Start

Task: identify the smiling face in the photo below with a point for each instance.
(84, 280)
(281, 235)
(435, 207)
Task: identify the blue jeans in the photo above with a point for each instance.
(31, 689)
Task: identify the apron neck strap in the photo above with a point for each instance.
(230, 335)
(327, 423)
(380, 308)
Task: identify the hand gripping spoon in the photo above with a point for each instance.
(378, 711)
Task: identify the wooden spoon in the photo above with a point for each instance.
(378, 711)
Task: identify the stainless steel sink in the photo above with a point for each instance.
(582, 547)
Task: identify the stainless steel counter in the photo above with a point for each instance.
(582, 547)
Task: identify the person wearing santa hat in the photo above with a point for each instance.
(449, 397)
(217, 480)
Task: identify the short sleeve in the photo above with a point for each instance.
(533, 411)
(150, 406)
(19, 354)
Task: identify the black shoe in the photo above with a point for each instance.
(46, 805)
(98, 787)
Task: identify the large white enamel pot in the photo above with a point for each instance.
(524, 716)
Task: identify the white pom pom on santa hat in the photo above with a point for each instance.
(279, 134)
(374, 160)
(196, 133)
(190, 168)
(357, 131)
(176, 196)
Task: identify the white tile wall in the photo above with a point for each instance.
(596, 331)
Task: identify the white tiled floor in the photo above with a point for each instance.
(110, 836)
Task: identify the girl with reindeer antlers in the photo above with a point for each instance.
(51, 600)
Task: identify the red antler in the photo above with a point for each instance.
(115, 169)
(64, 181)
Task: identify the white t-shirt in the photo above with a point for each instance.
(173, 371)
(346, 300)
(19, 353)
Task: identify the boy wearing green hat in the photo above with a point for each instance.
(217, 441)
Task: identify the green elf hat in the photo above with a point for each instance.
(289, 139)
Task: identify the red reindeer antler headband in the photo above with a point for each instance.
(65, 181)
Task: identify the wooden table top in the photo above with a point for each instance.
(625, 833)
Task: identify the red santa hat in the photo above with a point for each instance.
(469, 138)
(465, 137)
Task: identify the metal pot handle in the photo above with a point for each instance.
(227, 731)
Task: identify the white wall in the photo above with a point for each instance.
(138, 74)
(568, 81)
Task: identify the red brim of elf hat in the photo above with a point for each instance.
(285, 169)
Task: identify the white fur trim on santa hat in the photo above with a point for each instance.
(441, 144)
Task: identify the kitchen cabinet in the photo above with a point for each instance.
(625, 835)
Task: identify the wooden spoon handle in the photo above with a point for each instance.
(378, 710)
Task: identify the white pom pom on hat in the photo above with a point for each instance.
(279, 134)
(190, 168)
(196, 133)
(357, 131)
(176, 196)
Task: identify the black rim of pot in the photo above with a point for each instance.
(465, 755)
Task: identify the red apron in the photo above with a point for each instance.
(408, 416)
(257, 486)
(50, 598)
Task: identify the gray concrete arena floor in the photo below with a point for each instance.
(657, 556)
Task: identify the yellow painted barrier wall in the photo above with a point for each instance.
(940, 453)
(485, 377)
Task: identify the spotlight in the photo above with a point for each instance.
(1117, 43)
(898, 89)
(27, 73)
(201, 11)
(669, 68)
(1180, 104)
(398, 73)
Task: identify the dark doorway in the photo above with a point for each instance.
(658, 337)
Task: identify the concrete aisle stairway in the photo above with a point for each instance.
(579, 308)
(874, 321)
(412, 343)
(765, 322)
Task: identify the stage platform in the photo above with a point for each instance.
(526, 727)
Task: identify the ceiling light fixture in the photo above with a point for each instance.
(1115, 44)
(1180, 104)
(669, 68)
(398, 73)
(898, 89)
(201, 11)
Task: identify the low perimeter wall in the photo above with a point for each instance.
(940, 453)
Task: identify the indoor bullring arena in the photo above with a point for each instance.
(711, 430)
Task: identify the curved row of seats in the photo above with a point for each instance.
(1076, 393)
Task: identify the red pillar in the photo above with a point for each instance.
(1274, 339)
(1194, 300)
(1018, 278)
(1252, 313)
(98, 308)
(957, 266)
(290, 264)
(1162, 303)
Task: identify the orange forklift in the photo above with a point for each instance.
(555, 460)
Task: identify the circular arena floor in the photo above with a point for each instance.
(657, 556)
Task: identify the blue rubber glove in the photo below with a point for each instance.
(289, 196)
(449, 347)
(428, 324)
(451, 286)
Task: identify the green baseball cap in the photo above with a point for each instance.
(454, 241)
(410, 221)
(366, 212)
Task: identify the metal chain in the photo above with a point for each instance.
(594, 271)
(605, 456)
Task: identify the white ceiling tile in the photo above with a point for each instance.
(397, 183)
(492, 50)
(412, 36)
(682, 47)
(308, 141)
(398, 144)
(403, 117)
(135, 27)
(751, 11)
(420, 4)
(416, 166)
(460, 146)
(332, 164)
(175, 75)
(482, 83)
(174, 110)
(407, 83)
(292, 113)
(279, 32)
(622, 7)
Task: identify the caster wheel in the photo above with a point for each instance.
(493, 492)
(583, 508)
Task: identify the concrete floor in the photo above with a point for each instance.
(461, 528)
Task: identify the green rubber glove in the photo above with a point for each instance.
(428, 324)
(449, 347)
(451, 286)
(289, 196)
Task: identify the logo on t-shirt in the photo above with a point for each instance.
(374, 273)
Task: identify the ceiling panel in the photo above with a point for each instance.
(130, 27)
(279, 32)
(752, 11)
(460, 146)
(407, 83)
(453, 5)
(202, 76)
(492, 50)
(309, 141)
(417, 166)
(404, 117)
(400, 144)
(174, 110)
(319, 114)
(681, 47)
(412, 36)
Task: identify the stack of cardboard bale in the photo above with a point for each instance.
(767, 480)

End

### [INSTRUCTION]
Recast every line of the entries above as a Markdown table with two columns, Row and Text. Give each line its row number, and leave out blank lines.

### [SOLUTION BELOW]
| Row | Text |
|---|---|
| 1 | Task: identify the smiling face in the photo below with a point for each instance. |
| 2 | (84, 280) |
| 3 | (281, 235) |
| 4 | (435, 207) |
| 5 | Task: identify the blue jeans in the photo above with a point for each instance. |
| 6 | (31, 689) |
| 7 | Task: identify the apron neck strap in the photo above with a point for each instance. |
| 8 | (230, 335) |
| 9 | (327, 423) |
| 10 | (380, 308) |
| 11 | Task: identify the hand gripping spoon in the photo above with a point for each instance. |
| 12 | (378, 711) |
| 13 | Task: identify the wooden spoon in the photo above with a point for each instance. |
| 14 | (378, 711) |
| 15 | Task: identify the stainless steel sink in the photo above with a point for each instance. |
| 16 | (582, 547) |
| 17 | Task: identify the stainless steel counter in the photo above with a point for each instance. |
| 18 | (582, 547) |
| 19 | Task: identify the person wearing santa hat in the photo above with a point for each instance. |
| 20 | (449, 397) |
| 21 | (217, 480) |
| 22 | Task: identify the short sleeve in the photo above with a point for each instance. |
| 23 | (533, 411) |
| 24 | (150, 406) |
| 25 | (19, 354) |
| 26 | Task: identify the black shoe in the photo above with a point for each instance. |
| 27 | (46, 805) |
| 28 | (98, 787) |
| 29 | Task: identify the large white enamel pot in the photo above with a point for each instance. |
| 30 | (524, 716) |
| 31 | Task: identify the white pom pom on santa hat in the photo above with a point for each instance. |
| 32 | (279, 134) |
| 33 | (374, 160) |
| 34 | (196, 133) |
| 35 | (190, 168) |
| 36 | (357, 131) |
| 37 | (176, 196) |
| 38 | Task: identify the white tile wall in the photo above with a point for each instance. |
| 39 | (596, 331) |
| 40 | Task: identify the white tiled floor in the photo above with a point for each instance. |
| 41 | (110, 836) |
| 42 | Task: identify the girl with reindeer antlers in the photo above with a point for each instance. |
| 43 | (51, 600) |
| 44 | Task: identify the red antler in the photo above with a point for each instance. |
| 45 | (115, 169) |
| 46 | (64, 181) |
| 47 | Task: identify the white t-shirt in the photo above with a point for each instance. |
| 48 | (173, 371) |
| 49 | (346, 300) |
| 50 | (19, 353) |
| 51 | Task: identify the boy wearing green hat in the photo above with a point for each instance. |
| 52 | (217, 441) |
| 53 | Task: identify the green elf hat in the photo above with a point for each instance. |
| 54 | (289, 139) |
| 55 | Task: identify the red reindeer antler headband in the photo above with a point for each instance. |
| 56 | (65, 181) |
| 57 | Task: identify the wooden table top in the photo above with a point for each instance. |
| 58 | (625, 833) |
| 59 | Task: identify the red santa hat in the photo above with a point for each instance. |
| 60 | (469, 138) |
| 61 | (465, 137) |
| 62 | Task: identify the metal pot handle in the photo above with a point for each instance. |
| 63 | (227, 731) |
| 64 | Task: identify the white wall in the photo above with a point for each instance. |
| 65 | (138, 74) |
| 66 | (568, 81) |
| 67 | Task: identify the red brim of elf hat in the photo above with a point for each instance. |
| 68 | (285, 169) |
| 69 | Task: identify the white fur trim on santa hat in the photo above with a point for each instance. |
| 70 | (441, 144) |
| 71 | Task: identify the kitchen cabinet in the photo above with a point for each instance. |
| 72 | (625, 835) |
| 73 | Task: identify the wooden spoon handle in the photo above with a point for each instance. |
| 74 | (378, 710) |
| 75 | Task: identify the white pom pom on hat in the photo above with a point for each instance. |
| 76 | (279, 134) |
| 77 | (190, 168) |
| 78 | (196, 133) |
| 79 | (357, 131) |
| 80 | (176, 196) |
| 81 | Task: identify the black rim of pot in the photo above with a point for each instance. |
| 82 | (465, 755) |
| 83 | Task: identify the red apron in the photo above with a point for each instance. |
| 84 | (408, 416) |
| 85 | (257, 486) |
| 86 | (50, 598) |
| 87 | Task: identify the gray concrete arena floor in the photo below with a point for each instance. |
| 88 | (657, 556) |
| 89 | Task: identify the yellow painted barrier wall in the photo above with a point for each instance. |
| 90 | (940, 453) |
| 91 | (485, 377) |
| 92 | Task: identify the spotlight in the photo above with a point for each instance. |
| 93 | (1117, 43) |
| 94 | (898, 89) |
| 95 | (27, 73) |
| 96 | (201, 11) |
| 97 | (669, 68) |
| 98 | (1180, 104) |
| 99 | (398, 73) |
| 100 | Task: identify the dark doorway in the photo above with a point for each instance. |
| 101 | (658, 337) |
| 102 | Task: identify the concrete aisle stairway in the photo above with a point for each instance. |
| 103 | (579, 308) |
| 104 | (874, 321) |
| 105 | (412, 343) |
| 106 | (765, 322) |
| 107 | Task: identify the stage platform in the photo above with a point for each instance. |
| 108 | (526, 727) |
| 109 | Task: identify the ceiling light fixture in the photo above with a point for each instance. |
| 110 | (1115, 44) |
| 111 | (1180, 104) |
| 112 | (669, 68) |
| 113 | (398, 73) |
| 114 | (898, 89) |
| 115 | (201, 11) |
| 116 | Task: identify the low perimeter wall in the photo above with a point for each instance. |
| 117 | (940, 453) |
| 118 | Task: identify the indoor bullring arena in the photo above with a point for each instance. |
| 119 | (711, 430) |
| 120 | Task: identify the curved row of seats in the photo above with a point for each instance. |
| 121 | (1076, 393) |
| 122 | Task: identify the red pillar in the photo above with a point for each instance. |
| 123 | (1274, 339) |
| 124 | (1194, 300) |
| 125 | (1018, 278) |
| 126 | (1252, 313) |
| 127 | (98, 308) |
| 128 | (957, 266) |
| 129 | (290, 264) |
| 130 | (1162, 303) |
| 131 | Task: identify the orange forklift in the photo above with a point for each instance. |
| 132 | (555, 460) |
| 133 | Task: identify the circular arena floor in the photo above with a point for each instance. |
| 134 | (657, 556) |
| 135 | Task: identify the blue rubber glove in the photo below with a point for each instance. |
| 136 | (289, 196) |
| 137 | (449, 347) |
| 138 | (428, 324) |
| 139 | (451, 286) |
| 140 | Task: identify the green baseball cap in the photo above with a point for each instance. |
| 141 | (454, 241) |
| 142 | (410, 221) |
| 143 | (366, 212) |
| 144 | Task: identify the metal chain in the photo above with a point for each instance. |
| 145 | (594, 271) |
| 146 | (605, 456) |
| 147 | Task: identify the white ceiling tile in the photo above with a point for each instance. |
| 148 | (397, 183) |
| 149 | (492, 50) |
| 150 | (412, 36) |
| 151 | (682, 47) |
| 152 | (308, 141) |
| 153 | (398, 144) |
| 154 | (403, 117) |
| 155 | (135, 27) |
| 156 | (751, 11) |
| 157 | (420, 4) |
| 158 | (416, 166) |
| 159 | (460, 146) |
| 160 | (332, 164) |
| 161 | (175, 75) |
| 162 | (482, 83) |
| 163 | (174, 110) |
| 164 | (407, 83) |
| 165 | (292, 113) |
| 166 | (279, 32) |
| 167 | (622, 7) |
| 168 | Task: identify the caster wheel in the photo above with a point for each instance. |
| 169 | (493, 492) |
| 170 | (583, 508) |
| 171 | Task: identify the concrete floor in the photo above with a point for each instance. |
| 172 | (461, 528) |
| 173 | Task: identify the green rubber glove in the photo above with a point for each instance. |
| 174 | (428, 324) |
| 175 | (449, 347) |
| 176 | (451, 286) |
| 177 | (289, 196) |
| 178 | Task: identify the logo on t-shirt in the photo above with a point for each instance. |
| 179 | (374, 273) |
| 180 | Task: identify the ceiling panel in the photo above with a point for each instance. |
| 181 | (130, 27) |
| 182 | (279, 32) |
| 183 | (752, 11) |
| 184 | (460, 146) |
| 185 | (407, 83) |
| 186 | (453, 5) |
| 187 | (202, 76) |
| 188 | (492, 50) |
| 189 | (309, 141) |
| 190 | (417, 166) |
| 191 | (404, 117) |
| 192 | (400, 144) |
| 193 | (174, 110) |
| 194 | (319, 114) |
| 195 | (681, 47) |
| 196 | (412, 36) |
| 197 | Task: identify the stack of cardboard bale in the photo above with a point for each instance. |
| 198 | (767, 480) |